# Task to carry out:
The lines to copy from the listing below are those that contain the string "noun".

# Data in this exercise:
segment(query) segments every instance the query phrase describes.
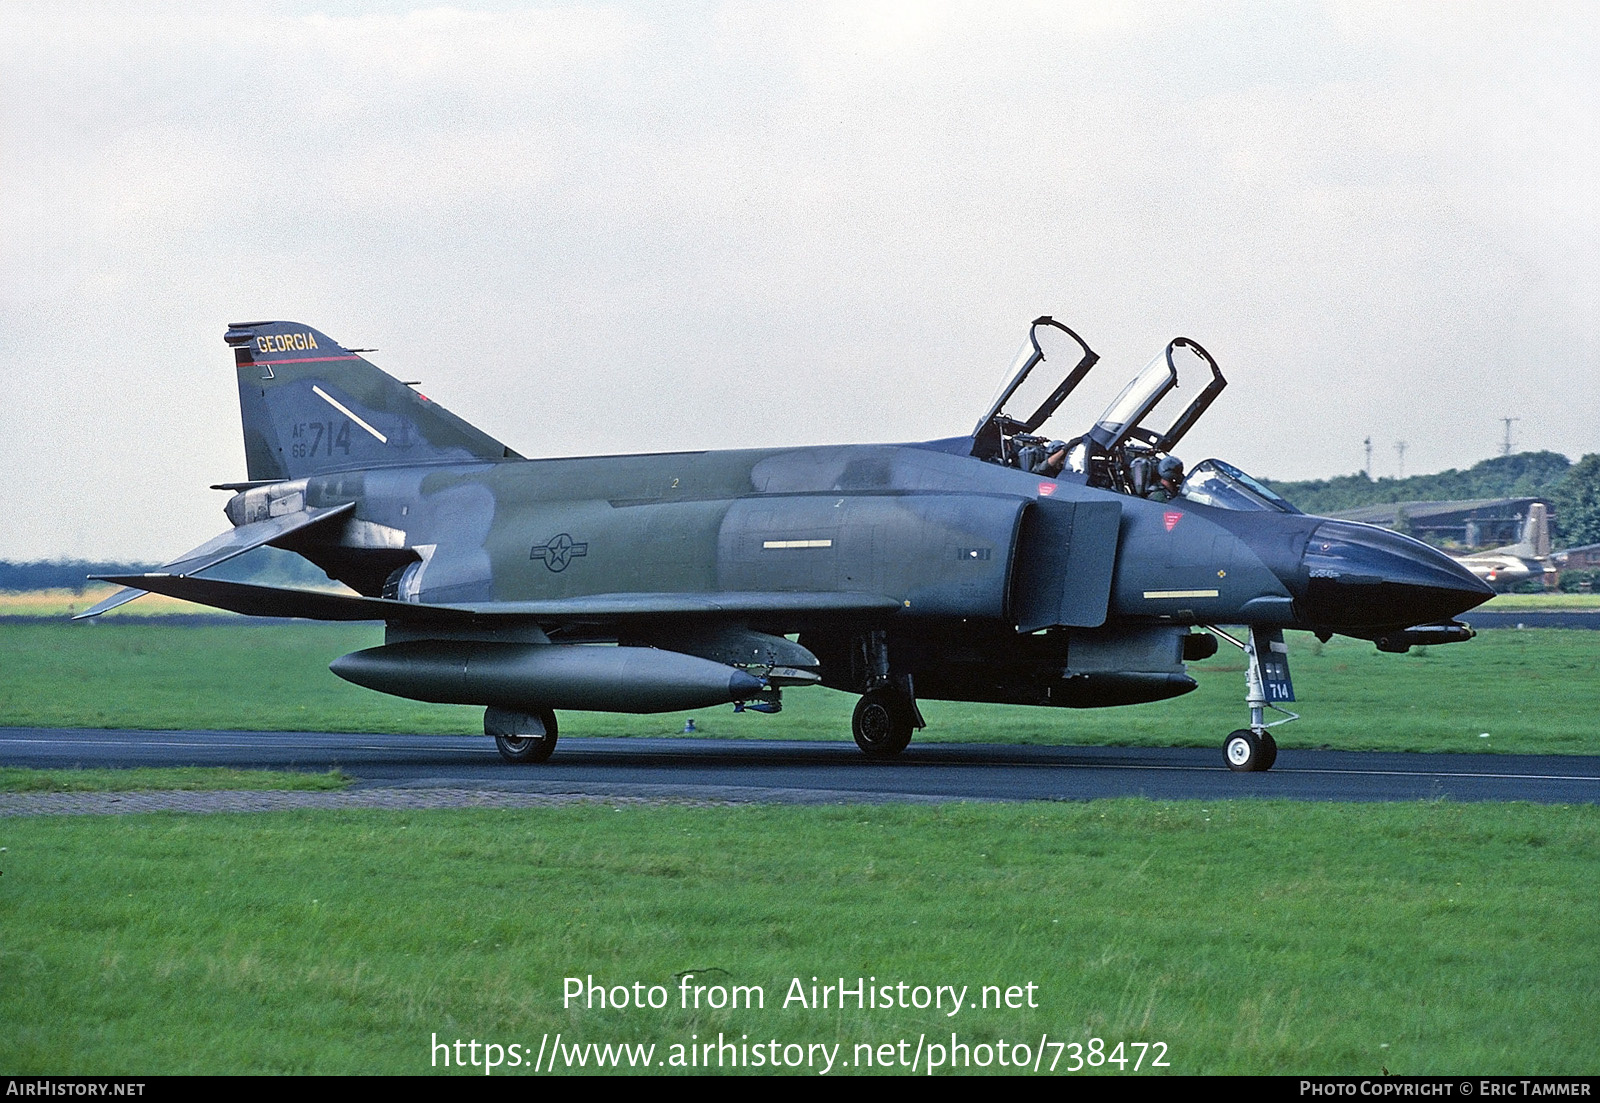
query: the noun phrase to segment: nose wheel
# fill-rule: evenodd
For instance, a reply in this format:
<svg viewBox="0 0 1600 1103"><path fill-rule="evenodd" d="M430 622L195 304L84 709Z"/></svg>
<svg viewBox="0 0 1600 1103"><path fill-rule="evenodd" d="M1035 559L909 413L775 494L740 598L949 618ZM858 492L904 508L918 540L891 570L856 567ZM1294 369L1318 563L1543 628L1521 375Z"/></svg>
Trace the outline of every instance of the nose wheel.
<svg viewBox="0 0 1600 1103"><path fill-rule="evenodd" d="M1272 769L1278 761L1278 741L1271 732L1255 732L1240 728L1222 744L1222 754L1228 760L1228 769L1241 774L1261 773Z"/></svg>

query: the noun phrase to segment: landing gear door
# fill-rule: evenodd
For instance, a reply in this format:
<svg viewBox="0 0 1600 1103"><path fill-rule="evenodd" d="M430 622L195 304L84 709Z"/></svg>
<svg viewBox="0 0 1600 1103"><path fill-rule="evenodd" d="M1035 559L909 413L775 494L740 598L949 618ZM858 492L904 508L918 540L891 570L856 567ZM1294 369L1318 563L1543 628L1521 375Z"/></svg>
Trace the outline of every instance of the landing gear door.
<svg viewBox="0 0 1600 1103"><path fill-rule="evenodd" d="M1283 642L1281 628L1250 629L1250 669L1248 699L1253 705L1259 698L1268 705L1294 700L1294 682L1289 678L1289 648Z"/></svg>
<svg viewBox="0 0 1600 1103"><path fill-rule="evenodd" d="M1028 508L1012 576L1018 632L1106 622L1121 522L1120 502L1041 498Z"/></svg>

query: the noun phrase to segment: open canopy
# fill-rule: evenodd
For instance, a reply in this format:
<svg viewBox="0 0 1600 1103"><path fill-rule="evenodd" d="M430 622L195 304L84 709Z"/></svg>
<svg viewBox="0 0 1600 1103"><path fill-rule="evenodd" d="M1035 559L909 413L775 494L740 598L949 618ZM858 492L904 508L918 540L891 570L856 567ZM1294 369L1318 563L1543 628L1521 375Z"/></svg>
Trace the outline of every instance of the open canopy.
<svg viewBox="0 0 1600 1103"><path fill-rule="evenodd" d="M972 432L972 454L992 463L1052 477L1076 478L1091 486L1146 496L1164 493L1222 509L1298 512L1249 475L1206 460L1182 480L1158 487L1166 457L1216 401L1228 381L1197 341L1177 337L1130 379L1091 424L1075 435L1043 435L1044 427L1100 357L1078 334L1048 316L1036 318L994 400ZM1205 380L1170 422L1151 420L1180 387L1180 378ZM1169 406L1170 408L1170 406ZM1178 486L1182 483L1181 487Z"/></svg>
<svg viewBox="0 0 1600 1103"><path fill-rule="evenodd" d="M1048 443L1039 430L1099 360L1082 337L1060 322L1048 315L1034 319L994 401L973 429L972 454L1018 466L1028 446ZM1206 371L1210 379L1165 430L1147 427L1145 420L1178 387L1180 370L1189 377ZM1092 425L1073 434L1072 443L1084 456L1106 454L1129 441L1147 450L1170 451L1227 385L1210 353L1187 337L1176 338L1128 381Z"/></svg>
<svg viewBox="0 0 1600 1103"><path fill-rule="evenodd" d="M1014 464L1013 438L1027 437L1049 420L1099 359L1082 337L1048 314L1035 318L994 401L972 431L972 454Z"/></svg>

---

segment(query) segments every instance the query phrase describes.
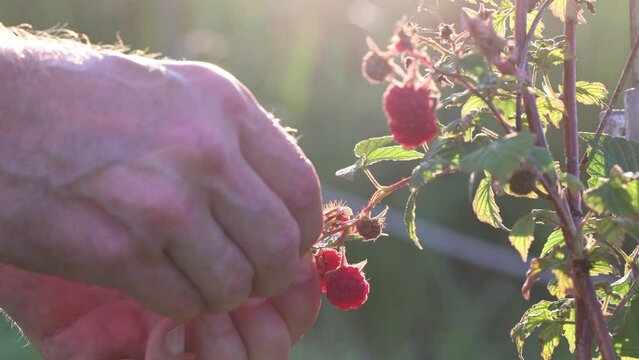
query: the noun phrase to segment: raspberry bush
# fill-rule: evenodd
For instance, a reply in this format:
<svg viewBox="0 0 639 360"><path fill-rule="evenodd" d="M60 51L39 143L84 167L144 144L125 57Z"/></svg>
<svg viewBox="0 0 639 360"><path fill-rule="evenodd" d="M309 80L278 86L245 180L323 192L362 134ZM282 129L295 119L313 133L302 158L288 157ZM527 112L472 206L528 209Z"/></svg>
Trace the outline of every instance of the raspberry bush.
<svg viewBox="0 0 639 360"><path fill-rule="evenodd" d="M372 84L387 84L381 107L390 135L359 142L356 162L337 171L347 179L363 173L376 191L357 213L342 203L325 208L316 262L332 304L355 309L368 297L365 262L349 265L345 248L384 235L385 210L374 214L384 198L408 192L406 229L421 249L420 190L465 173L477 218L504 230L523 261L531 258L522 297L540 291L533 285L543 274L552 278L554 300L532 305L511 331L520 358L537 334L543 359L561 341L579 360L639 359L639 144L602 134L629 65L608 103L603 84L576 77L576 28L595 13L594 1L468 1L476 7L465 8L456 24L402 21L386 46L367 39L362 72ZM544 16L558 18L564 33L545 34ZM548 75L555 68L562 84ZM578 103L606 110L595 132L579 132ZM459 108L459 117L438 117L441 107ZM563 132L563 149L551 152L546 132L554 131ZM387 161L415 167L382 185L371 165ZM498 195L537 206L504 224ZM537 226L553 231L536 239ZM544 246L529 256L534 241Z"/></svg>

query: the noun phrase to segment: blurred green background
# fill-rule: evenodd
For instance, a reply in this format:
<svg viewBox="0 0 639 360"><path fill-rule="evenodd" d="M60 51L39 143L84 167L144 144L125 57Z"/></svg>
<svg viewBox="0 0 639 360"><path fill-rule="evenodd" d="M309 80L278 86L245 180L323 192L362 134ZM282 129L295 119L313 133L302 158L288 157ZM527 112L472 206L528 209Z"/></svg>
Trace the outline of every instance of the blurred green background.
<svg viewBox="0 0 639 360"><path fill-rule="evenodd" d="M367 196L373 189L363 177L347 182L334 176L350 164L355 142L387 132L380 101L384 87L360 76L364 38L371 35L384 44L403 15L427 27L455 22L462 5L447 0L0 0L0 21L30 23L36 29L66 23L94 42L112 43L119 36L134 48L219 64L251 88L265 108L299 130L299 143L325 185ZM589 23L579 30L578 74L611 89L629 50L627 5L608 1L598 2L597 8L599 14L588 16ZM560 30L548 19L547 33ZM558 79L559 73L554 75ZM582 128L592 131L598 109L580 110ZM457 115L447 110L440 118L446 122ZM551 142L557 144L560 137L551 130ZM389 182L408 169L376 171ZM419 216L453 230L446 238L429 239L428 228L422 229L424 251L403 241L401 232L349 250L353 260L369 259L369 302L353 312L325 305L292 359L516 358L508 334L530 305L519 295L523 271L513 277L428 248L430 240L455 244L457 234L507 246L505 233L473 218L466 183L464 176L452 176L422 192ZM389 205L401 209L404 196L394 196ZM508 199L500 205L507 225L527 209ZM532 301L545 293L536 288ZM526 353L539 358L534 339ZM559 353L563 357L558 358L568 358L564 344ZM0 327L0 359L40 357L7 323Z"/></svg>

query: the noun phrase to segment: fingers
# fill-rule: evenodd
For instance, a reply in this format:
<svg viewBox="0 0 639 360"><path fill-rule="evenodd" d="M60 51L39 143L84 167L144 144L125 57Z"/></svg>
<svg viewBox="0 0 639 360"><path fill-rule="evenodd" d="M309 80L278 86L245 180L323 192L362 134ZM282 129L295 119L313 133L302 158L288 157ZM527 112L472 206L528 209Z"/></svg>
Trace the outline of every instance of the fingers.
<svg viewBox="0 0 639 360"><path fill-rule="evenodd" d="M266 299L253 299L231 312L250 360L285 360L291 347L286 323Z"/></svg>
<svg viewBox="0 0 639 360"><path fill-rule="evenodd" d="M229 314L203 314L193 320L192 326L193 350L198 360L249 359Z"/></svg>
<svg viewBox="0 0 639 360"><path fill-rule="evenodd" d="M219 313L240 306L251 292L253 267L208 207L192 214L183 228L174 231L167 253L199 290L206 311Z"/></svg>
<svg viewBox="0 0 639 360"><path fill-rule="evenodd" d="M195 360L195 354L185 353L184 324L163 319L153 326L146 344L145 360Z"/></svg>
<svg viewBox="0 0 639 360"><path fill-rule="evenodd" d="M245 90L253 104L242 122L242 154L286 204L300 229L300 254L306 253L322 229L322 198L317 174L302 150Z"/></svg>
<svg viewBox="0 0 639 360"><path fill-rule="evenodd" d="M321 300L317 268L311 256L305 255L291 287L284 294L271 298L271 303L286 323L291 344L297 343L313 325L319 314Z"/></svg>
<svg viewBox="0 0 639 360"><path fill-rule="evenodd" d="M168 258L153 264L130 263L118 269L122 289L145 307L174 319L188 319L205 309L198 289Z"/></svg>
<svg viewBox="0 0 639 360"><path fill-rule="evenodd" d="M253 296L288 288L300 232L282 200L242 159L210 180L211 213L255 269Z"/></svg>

# Output:
query: the noun phrase to segment: nose wheel
query: the noun phrase to segment: landing gear door
query: the noun phrase to segment: open canopy
query: the noun phrase to segment: raspberry bush
query: the noun phrase to segment: blurred green background
query: the noun phrase to segment: fingers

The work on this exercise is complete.